* _TRECHO DO TEXTO_:
────
Pergunto: o especialista desaprende o que aprendeu sobre as áreas nas quais não
é especialista?
Cada
vez mais ganha terreno a anedota que define o que seja o especialista e o que
seja o generalista: o especialista é aquele que sabe quase tudo de quase nada;
o especialista é o que sabe nada de quase tudo. Observem que a anedota nem leva
em conta a existência de “o clínico”. Pressupõe sua completa extinção. Daqui a
65 milhões de anos serão lembrados como hoje se faz com os dinossauros.
E
minha inércia? Não há perigo de esquecê-la. O sujeito que se incomoda, que não
se conforma com o engano e o erro, que não se adapta aos maus modos ainda nunca
ficará inerte. É um neurótico de carteirinha. Amém.
────
* _MATERIAL FORNECIDO_:

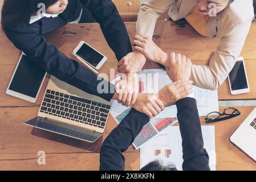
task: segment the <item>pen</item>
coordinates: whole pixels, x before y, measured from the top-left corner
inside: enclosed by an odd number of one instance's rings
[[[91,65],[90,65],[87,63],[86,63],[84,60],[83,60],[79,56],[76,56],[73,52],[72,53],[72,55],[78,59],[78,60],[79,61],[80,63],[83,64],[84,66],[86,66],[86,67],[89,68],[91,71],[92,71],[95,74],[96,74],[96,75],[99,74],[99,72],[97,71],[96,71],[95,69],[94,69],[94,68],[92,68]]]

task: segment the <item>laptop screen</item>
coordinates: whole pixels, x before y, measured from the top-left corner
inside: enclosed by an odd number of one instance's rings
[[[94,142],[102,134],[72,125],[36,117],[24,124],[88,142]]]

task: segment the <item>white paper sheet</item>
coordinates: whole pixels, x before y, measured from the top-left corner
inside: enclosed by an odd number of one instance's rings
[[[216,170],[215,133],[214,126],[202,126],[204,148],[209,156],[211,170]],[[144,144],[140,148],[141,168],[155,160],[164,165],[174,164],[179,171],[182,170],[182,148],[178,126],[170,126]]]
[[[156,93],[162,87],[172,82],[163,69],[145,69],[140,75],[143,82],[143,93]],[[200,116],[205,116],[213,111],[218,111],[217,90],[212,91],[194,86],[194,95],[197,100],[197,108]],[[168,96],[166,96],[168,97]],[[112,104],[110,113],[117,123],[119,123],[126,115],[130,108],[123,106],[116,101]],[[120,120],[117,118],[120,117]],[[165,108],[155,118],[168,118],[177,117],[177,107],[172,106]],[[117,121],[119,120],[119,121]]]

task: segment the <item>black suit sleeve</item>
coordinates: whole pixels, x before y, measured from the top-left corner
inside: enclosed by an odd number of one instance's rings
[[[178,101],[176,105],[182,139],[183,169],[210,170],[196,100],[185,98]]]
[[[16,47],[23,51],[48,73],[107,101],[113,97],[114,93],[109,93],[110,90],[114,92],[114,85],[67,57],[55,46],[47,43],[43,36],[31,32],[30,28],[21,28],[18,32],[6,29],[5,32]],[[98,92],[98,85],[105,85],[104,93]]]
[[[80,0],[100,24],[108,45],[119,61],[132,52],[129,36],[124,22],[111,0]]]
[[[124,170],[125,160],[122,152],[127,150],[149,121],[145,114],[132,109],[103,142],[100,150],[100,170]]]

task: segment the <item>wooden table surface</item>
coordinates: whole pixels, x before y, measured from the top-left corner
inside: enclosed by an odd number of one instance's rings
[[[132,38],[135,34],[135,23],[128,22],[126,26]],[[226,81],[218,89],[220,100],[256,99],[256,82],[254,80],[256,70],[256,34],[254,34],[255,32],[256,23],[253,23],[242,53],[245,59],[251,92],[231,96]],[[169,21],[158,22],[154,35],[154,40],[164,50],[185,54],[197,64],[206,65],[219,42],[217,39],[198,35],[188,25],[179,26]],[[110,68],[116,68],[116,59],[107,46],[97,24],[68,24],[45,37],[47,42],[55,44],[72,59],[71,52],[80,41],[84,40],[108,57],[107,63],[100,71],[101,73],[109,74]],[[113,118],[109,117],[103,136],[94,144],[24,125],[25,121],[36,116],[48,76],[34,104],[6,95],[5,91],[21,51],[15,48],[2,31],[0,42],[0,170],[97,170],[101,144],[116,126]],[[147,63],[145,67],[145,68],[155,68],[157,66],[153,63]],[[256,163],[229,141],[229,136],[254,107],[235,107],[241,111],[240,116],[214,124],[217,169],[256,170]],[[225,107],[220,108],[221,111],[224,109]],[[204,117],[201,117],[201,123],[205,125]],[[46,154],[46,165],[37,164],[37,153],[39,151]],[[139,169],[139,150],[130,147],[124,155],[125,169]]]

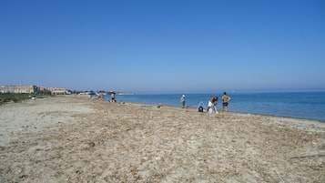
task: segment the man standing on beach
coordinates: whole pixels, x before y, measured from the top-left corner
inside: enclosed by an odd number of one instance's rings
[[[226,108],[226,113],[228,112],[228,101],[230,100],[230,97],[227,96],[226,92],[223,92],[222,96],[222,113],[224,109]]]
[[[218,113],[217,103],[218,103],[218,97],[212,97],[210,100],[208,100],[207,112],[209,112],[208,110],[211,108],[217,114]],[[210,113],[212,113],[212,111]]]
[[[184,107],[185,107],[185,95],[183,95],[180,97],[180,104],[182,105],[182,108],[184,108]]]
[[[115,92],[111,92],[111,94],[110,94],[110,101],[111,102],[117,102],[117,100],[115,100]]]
────
* _LISTA DE ATIVIDADES_:
1. Responda com base no trecho, uma resposta por linha, marcada com a mesma letra:
(a) De quem a anedota nem leva em conta a existência?
(b) Daqui a quantos anos eles serão lembrados como hoje se faz com os dinossauros?
(c) O que é, segundo o trecho, o sujeito que não se conforma com o engano e o erro?
2. Você pode reproduzir fielmente tudo o que vai de "Pergunto: o especialista" até "com os dinossauros." no trecho?

* _RESPOSTAS POR TAREFA_:
1.
(a) De "o clínico".
(b) Daqui a 65 milhões de anos.
(c) Um neurótico de carteirinha.

2.
Pergunto: o especialista desaprende o que aprendeu sobre as áreas nas quais não
é especialista?
Cada
vez mais ganha terreno a anedota que define o que seja o especialista e o que
seja o generalista: o especialista é aquele que sabe quase tudo de quase nada;
o especialista é o que sabe nada de quase tudo. Observem que a anedota nem leva
em conta a existência de “o clínico”. Pressupõe sua completa extinção. Daqui a
65 milhões de anos serão lembrados como hoje se faz com os dinossauros.